TEXT SEGMENT:
Laboratory Capacity Building
Laboratories play a vital role in ensuring the safety and quality of the food supply. FDA is committed to working with our state, local, territorial, and tribal partners to maintain a nationally integrated laboratory science system that:
- Facilitates the sharing of results between strategic partners.
- Assures comparability of analytical methods and acceptability of laboratory results between partners.
- Recommends processes to leverage laboratory resources to increase information about the food supply chain.
- Advances initiatives among strategic partners for the use of best practices to prepare human and animal food testing laboratories for accreditation.
Accreditation can be defined as a rigorous assessment, conducted by an independent science-based organization, to assure the overall capability and competency of a laboratory and its quality management systems. This assessment results in formal recognition of the technical competence of a laboratory to perform specified methodologies. The advancement of International Organization for Standardization (ISO)/International Electrotechnical Commission (IEC) 17025:2017 laboratory accreditation for human and animal food regulatory laboratories is a foundational component of an integrated laboratory system. Having a network of ISO/IEC 17025:2017 accredited labs increases the analytical capacity for FDA and results in a safer food supply.

EXPLORE THE MATERIAL:
• a. According to the text on FDA laboratory capacity building, what four things does the nationally integrated laboratory science system do?
• b. Proceed with the text on FDA laboratory capacity building, starting after its final sentence.

(Point-per-instance localization data)
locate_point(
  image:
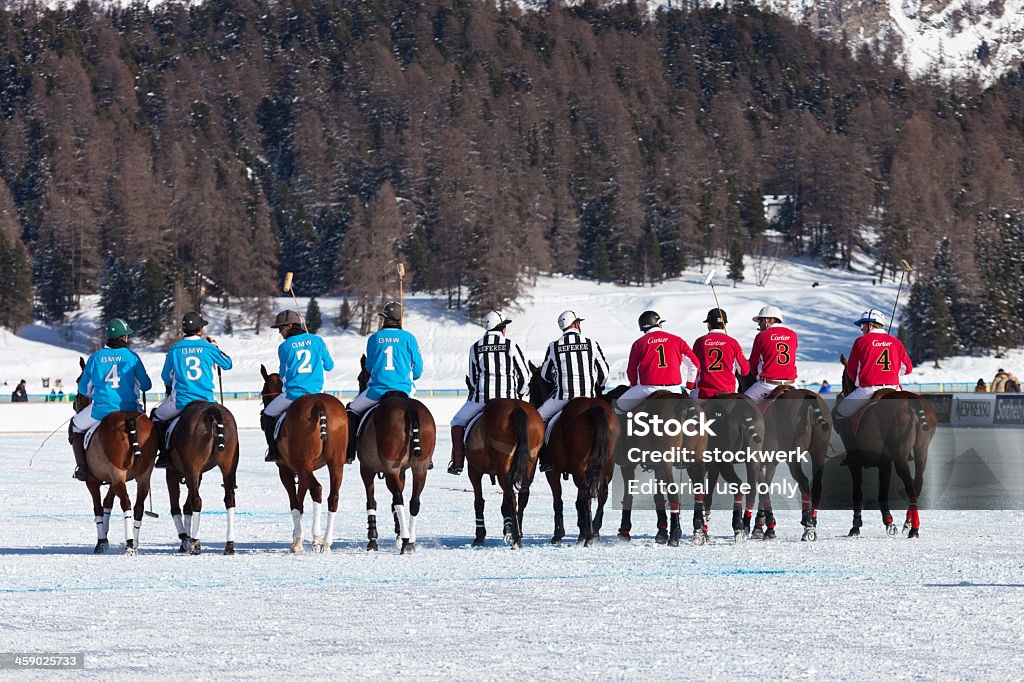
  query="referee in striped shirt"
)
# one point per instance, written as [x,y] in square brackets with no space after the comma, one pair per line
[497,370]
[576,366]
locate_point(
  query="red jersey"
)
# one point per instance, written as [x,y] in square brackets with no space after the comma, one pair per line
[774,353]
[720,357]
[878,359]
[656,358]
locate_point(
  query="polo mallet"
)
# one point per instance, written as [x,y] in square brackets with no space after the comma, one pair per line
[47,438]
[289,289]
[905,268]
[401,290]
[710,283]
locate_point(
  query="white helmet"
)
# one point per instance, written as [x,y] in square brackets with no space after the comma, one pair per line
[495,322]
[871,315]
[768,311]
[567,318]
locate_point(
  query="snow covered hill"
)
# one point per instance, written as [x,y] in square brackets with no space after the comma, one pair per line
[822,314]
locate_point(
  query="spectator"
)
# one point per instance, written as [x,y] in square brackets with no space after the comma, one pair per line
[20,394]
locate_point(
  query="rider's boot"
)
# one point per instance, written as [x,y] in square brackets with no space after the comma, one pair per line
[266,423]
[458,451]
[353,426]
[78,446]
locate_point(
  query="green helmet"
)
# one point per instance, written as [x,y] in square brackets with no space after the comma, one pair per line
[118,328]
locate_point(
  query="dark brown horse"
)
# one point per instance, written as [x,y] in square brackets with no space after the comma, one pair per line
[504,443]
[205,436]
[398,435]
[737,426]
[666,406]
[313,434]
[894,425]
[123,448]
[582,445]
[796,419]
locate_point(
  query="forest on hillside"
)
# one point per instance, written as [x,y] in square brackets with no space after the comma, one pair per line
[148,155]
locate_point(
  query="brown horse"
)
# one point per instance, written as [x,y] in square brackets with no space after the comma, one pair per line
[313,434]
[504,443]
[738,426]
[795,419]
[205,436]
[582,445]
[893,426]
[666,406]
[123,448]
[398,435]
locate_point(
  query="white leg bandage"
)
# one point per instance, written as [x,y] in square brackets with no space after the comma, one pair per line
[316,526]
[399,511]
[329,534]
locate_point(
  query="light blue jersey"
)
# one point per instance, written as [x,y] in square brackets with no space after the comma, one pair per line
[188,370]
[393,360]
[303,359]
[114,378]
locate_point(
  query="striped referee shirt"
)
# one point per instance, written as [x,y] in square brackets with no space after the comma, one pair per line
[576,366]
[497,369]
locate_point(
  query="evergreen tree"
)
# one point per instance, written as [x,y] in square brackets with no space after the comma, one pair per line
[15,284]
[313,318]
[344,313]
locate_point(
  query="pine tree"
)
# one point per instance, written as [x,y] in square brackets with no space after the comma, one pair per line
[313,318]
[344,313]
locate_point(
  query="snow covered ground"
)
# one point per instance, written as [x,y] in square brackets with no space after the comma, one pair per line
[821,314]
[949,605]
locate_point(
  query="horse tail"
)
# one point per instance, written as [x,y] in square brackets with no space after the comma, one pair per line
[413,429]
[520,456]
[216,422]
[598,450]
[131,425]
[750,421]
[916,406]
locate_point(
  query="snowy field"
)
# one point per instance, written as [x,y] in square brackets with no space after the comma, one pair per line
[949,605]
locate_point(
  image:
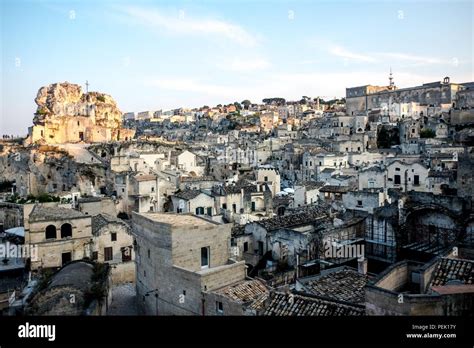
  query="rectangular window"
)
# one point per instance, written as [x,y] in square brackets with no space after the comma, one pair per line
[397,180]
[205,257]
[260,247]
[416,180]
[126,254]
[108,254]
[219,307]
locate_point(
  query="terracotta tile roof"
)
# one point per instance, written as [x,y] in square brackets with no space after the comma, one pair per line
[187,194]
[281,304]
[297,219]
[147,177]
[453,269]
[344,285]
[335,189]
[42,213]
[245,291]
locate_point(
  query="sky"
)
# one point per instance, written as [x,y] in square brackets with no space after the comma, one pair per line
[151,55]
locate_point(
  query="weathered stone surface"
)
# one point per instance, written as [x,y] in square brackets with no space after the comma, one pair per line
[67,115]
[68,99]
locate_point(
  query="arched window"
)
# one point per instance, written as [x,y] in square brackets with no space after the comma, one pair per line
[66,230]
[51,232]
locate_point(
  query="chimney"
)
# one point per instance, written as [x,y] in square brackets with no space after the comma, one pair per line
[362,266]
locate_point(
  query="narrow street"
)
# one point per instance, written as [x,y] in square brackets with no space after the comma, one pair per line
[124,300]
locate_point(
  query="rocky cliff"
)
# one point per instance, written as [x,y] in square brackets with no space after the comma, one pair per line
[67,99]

TASK RESULTS:
• a.
1. Facilitates the sharing of results between strategic partners.
2. Assures comparability of analytical methods and acceptability of laboratory results between partners.
3. Recommends processes to leverage laboratory resources to increase information about the food supply chain.
4. Advances initiatives among strategic partners for the use of best practices to prepare human and animal food testing laboratories for accreditation.

• b.
The Partnership for Food Protection (PFP) has created a manual that addresses national standard laboratory practices and procedures to promote consistent and meaningful data from environmental and human and animal food samples. The goal of this document is to promote best practices and procedures that will ensure confidence in the integrity and scientific validity of laboratory analytical data and to facilitate the uniform acceptance of laboratory analytical data by regulatory agencies.
The Food Emergency Response Network (FERN) integrates the nation's food-testing laboratories at the local, state, and federal levels into a network that can respond effectively and efficiently to emergencies involving biological, chemical, or radiological contamination of food. These laboratories support state, local, tribal, and territorial registered FERN labs to provide increased sample analyses in the event of food outbreaks or other large-scale food emergency events requiring surge capacity testing of implicated food samples and products.
FDA also builds laboratory capacity through a cooperative agreement with the Association of Public Health Laboratories (APHL), working in close collaboration with the Association of Food and Drug Officials (AFDO) and the Association of American Feed Control Officials (AAFCO). The purpose of this cooperative agreement is to strengthen collaboration between laboratories and promote equivalency and ISO accreditation for laboratories conducting human and animal food testing.